[Material for the task]
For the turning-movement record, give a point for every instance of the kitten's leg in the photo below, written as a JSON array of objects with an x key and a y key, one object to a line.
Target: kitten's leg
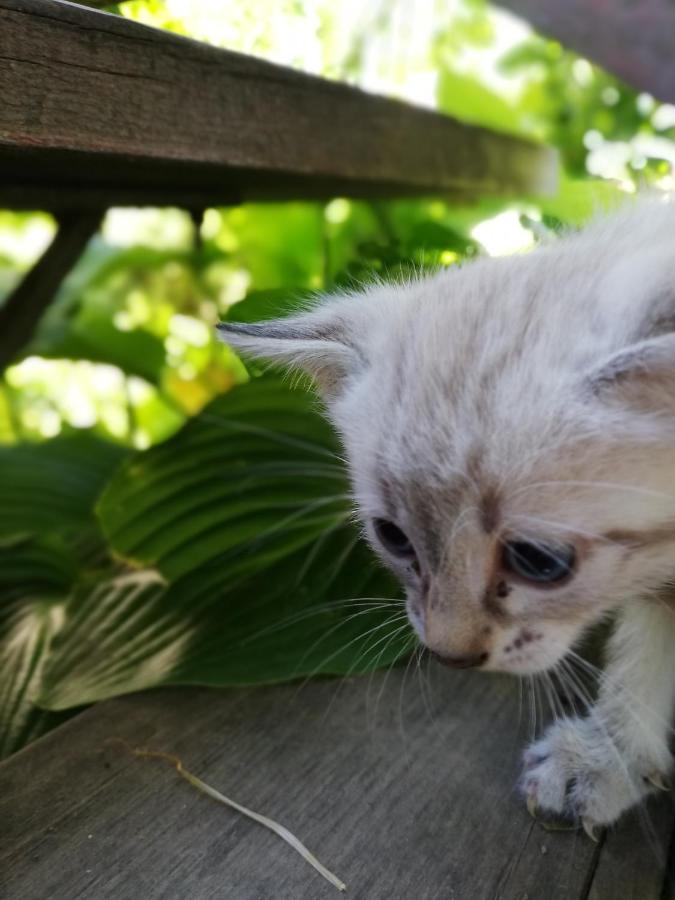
[{"x": 594, "y": 768}]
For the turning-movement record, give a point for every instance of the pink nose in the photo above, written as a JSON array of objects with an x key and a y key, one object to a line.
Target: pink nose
[{"x": 462, "y": 662}]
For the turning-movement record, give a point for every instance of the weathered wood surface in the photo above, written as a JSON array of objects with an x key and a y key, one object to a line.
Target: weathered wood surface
[
  {"x": 93, "y": 102},
  {"x": 632, "y": 40},
  {"x": 403, "y": 794}
]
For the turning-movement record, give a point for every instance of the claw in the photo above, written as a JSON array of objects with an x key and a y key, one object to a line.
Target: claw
[
  {"x": 661, "y": 782},
  {"x": 592, "y": 830}
]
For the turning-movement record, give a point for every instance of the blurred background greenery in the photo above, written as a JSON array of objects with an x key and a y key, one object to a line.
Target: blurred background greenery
[{"x": 166, "y": 518}]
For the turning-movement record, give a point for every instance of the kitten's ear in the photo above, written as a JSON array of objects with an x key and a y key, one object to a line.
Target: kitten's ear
[
  {"x": 317, "y": 342},
  {"x": 641, "y": 376}
]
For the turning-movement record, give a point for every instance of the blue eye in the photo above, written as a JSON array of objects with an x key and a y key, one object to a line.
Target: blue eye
[
  {"x": 393, "y": 539},
  {"x": 538, "y": 563}
]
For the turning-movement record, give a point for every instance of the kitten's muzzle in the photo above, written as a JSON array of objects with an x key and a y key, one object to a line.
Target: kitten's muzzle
[{"x": 462, "y": 662}]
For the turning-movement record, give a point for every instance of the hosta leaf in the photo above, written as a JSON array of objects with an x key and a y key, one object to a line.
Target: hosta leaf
[
  {"x": 323, "y": 610},
  {"x": 256, "y": 474},
  {"x": 35, "y": 579},
  {"x": 53, "y": 486}
]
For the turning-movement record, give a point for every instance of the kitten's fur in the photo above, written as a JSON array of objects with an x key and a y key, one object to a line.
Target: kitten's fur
[{"x": 528, "y": 398}]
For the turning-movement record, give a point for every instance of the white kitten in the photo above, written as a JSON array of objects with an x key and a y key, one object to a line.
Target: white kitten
[{"x": 510, "y": 427}]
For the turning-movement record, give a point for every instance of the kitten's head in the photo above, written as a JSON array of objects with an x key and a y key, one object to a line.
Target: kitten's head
[{"x": 510, "y": 429}]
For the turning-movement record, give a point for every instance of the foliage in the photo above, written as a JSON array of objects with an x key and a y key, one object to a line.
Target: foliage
[{"x": 167, "y": 517}]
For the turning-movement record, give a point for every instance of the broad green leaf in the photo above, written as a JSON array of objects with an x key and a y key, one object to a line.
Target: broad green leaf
[
  {"x": 465, "y": 97},
  {"x": 327, "y": 609},
  {"x": 252, "y": 478},
  {"x": 54, "y": 485},
  {"x": 578, "y": 200},
  {"x": 35, "y": 580}
]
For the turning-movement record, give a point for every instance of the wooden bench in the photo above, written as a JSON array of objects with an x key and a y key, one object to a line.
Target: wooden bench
[
  {"x": 403, "y": 784},
  {"x": 406, "y": 790},
  {"x": 99, "y": 111}
]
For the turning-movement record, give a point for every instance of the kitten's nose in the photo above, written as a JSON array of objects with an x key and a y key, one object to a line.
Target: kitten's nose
[{"x": 462, "y": 662}]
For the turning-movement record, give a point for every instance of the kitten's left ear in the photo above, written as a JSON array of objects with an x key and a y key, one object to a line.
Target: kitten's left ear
[
  {"x": 641, "y": 376},
  {"x": 318, "y": 342}
]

[Written exercise] Output every one of the lines above as a numbered list. Skip any blank lines and leave the pictures out.

[Expected output]
1. For the turning-movement record, give a point for every instance of the kitten's leg in the photo below, written as a JSON array of objects with an x key and a y key, one object to a line.
2. Target: kitten's leg
3. [{"x": 594, "y": 768}]
4. For the turning-movement record, give a point for every instance of the pink nose in the photo above, written as a JSON array of objects with an x key and a y key, one object to a line.
5. Target: pink nose
6. [{"x": 462, "y": 662}]
7. For the turning-movement record, give a point for every instance of the weathered wood surface in the photo above, written as a JSON array of objects with an x key and a y key, one object to a line.
8. Target: weathered wood surface
9. [
10.   {"x": 93, "y": 102},
11.   {"x": 632, "y": 40},
12.   {"x": 403, "y": 794}
13. ]
14. For the turning-movement record, give a point for every instance of the claw in the photo above, written as a JSON array of objects with an x key and a y key, one object to a line.
15. Target: claw
16. [
17.   {"x": 661, "y": 782},
18.   {"x": 592, "y": 830}
19. ]
20. For the turning-movement record, give a point for every instance of the blurred background greenery in the photo above, written as a JSON array of objects with an x key and a y key, one object to a line.
21. Target: blurred background greenery
22. [{"x": 166, "y": 518}]
23. For the turning-movement record, give a point for every instance of the kitten's ear in the photo above, written as a JSON array of objects with an x key and a y key, one object to a line.
24. Target: kitten's ear
25. [
26.   {"x": 317, "y": 342},
27.   {"x": 641, "y": 376}
28. ]
29. For the turning-movement record, give a point for every instance of the blue eye in the photo above, written as a JSON array of objects with an x key and a y key, one object to a line.
30. Target: blue eye
31. [
32.   {"x": 393, "y": 539},
33.   {"x": 538, "y": 563}
34. ]
35. For the turning-movement record, give a point for every instance of the kitten's muzzle in the photo above, written as a JSON array of objects with an x key and a y key, one object to a line.
36. Target: kitten's muzzle
37. [{"x": 462, "y": 662}]
38. For the turning-movement record, give a point for every instance of the hosta leaf in the photo above, written as a JSON array of objects with an x key and a y key, one object to a line.
39. Target: hosta leaf
40. [
41.   {"x": 323, "y": 610},
42.   {"x": 256, "y": 474},
43.   {"x": 35, "y": 579},
44.   {"x": 53, "y": 486}
45. ]
46. For the turning-movement record, give a point for every instance of the kitten's fur in the photo above, written as a JSON array of objects with an x key and a y key, one object to a line.
47. Target: kitten's fur
48. [{"x": 528, "y": 398}]
49. For the turning-movement record, give a point for every instance of the white kitten in the photo above, written as a JSON array of objects with an x key and a y key, one object to a line.
50. Target: white kitten
51. [{"x": 510, "y": 427}]
52. For the turning-movement record, give a point for every instance of the kitten's head in the photo above, written as a JSON array of objects with an x key and a y key, one object to a line.
53. Target: kitten's head
54. [{"x": 510, "y": 429}]
55. For the turning-movement record, give a point for every instance of the foliage in the photo above, written as a JSON array of objects with an x key and a y key, one object to a line.
56. Target: foliage
57. [{"x": 167, "y": 517}]
58. For the turning-movement record, give a point for every instance of the broad green leaf in the photo above, written as a JSON array of objects with an x key and a y key, one object to a line.
59. Target: broad green leaf
60. [
61.   {"x": 465, "y": 97},
62.   {"x": 327, "y": 609},
63.   {"x": 252, "y": 478},
64.   {"x": 54, "y": 485},
65.   {"x": 578, "y": 200},
66.   {"x": 35, "y": 580}
67. ]
68. For the turning-movement record, give a point for every instance of the wooden bench in the photo above, written as a JSON array of objects with an x key and a y key, one object to a line.
69. Target: wooden bench
70. [
71.   {"x": 403, "y": 784},
72.   {"x": 406, "y": 790},
73.   {"x": 99, "y": 111}
74. ]
75. For the turning-movement record, give a point for every instance of the kitten's nose in the photo above, written as a JSON array of objects with an x key and a y key, one object to a line.
76. Target: kitten's nose
77. [{"x": 462, "y": 662}]
78. For the turning-movement record, give a point for every instance of the kitten's left ear in the photo above, written as a JSON array of objects with an x key and a y key, one object to a line.
79. Target: kitten's left ear
80. [
81.   {"x": 641, "y": 376},
82.   {"x": 318, "y": 342}
83. ]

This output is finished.